* Task details:
Continue the MP's statement below on the Terminally Ill Adults (End of Life) Bill, picking up after its last sentence.

* Provided passage:
Simon Hoare MP statement on The Terminally Ill Adults (End of Life) Bill.

First, I want to thank all of those across North Dorset who have shared their views on the upcoming Assisted Dying Bill.  Many have shared, in tear inducing detail, personal family and friendship stories.  All have given their views constructively and with considerable passion.

I have given this issue considerable thought.  While it is true that the national mood appears to have moved more in favour of the principle, an analysis of my inbox puts it at 60% against.  I voted against the proposal in 2015 and I will do so again this week.  For some this will be welcome news.  For others it won’t.  Let me set out my two principal objections to the Bill:

  1. I am opposed to the death penalty because I believe the State, in all its forms, is capable of making mistakes. So too could it make mistakes on Assisted Dying.   I do not believe that medical science is so advanced as to know, within six months, when someone will die.  Nor do I believe that the Judiciary have the skill set to sit in judgement on such imprecise health issues;
  2. Supporters of the Bill are often at great pains to explain how tightly drawn its scope is.  I am anxious that legal challenge would, overtime, widen that scope beyond anything which current supporters envisage.  How can a Doctor prove, beyond reasonable doubt, the absence of coercion?  This could be the grounds for Challenge.  Why is 6 months set.  Why not 8, 12 or 24?  Again, grounds for challenge.  Why is the Bill limited to only terminal physical conditions?  Challenge under the Human Rights Act or through the ECHR seems to me inevitable as people test legal boundaries.  Perhaps it is cowardly of me, but I would prefer to keep the door shut and locked rather than open it by a hairs’ breadth only for legal activism to take us to a place no one wants to be.

* Listed entries:
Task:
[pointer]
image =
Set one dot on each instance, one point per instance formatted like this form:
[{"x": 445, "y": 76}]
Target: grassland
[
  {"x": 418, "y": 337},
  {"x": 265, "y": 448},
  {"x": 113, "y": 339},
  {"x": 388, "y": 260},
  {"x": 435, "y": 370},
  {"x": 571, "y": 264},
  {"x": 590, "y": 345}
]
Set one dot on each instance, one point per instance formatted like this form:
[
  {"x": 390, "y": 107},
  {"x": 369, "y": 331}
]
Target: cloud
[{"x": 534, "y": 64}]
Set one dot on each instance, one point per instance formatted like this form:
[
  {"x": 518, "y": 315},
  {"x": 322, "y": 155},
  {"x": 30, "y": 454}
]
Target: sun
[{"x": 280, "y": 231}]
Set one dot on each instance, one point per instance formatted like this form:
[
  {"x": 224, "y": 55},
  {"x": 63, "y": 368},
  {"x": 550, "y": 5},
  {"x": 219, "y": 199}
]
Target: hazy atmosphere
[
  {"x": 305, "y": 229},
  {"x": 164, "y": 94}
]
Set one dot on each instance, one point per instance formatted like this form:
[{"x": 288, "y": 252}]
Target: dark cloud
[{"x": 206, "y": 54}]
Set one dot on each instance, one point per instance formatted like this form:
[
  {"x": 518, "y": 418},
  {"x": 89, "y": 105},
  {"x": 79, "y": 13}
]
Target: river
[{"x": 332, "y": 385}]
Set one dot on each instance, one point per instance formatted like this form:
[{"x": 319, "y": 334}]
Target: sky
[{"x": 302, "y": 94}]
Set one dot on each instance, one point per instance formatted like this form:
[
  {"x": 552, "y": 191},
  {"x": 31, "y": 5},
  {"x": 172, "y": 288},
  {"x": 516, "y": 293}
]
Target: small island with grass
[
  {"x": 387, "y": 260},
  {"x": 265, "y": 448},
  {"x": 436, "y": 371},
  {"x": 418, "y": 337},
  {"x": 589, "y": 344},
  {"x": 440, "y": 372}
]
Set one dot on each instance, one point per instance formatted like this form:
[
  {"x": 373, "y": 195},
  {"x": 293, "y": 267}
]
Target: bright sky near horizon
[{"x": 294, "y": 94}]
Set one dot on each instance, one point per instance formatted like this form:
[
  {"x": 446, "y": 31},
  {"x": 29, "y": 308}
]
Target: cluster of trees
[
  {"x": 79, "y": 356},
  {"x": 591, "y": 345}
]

* The answer:
My final reservation is perhaps more philosophical.  We are our planet’s apex species.  We have convinced ourselves that we have a right to control everything.  That we are entitled to everything that we want.  In broad terms, nature, as a reminder of our human limitations, decides when we enter the world and leave the world.  I have witnessed a number of deaths and last weeks of life with relatives and friends over the years.  Perhaps I am just lucky in that I have never seen a ‘bad death’.  Might my views be different if I had?  Perhaps, but I do not think so.

Whether you agree with my stance or not I do want you to know that, as you would expect, I have given long thought and much research to this issue.  I will vote with head and heart on Friday.  Rest assured I do so in good faith.